YOUR GOAL: Count the lines in the entries below that contain the string "patch". Reply with the number only.

Excerpts from point annotation data:
------------------------

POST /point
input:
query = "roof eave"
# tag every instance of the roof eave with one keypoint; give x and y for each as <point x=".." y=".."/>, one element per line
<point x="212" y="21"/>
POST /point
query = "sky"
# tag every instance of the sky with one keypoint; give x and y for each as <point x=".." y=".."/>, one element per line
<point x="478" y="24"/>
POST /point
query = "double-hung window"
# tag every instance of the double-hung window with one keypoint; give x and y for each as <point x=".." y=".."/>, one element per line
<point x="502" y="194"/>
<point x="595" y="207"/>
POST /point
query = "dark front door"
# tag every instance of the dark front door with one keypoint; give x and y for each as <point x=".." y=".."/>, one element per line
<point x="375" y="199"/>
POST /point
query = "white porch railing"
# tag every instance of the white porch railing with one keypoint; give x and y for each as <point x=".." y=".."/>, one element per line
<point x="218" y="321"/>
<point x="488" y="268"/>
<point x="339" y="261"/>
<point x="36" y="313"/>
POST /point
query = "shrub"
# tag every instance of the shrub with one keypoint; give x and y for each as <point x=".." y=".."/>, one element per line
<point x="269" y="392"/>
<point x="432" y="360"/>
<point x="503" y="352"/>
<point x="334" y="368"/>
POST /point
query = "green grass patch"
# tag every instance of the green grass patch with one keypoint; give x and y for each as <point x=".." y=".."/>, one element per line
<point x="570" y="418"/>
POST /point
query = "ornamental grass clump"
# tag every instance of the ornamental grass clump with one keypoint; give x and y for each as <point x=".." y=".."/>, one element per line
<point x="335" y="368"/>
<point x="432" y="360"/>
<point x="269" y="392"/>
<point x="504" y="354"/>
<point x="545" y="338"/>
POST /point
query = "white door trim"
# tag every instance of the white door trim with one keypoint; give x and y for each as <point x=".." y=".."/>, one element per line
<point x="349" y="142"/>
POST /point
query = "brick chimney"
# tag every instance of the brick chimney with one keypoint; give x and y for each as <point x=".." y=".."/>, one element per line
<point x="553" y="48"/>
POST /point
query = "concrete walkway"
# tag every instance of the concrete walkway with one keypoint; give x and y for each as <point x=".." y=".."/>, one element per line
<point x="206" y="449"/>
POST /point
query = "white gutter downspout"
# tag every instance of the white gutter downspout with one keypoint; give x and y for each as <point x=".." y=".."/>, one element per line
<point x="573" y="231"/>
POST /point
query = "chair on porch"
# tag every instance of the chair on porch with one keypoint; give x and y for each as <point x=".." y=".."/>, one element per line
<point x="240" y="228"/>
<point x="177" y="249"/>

------------------------

WRITTEN SOLUTION: 2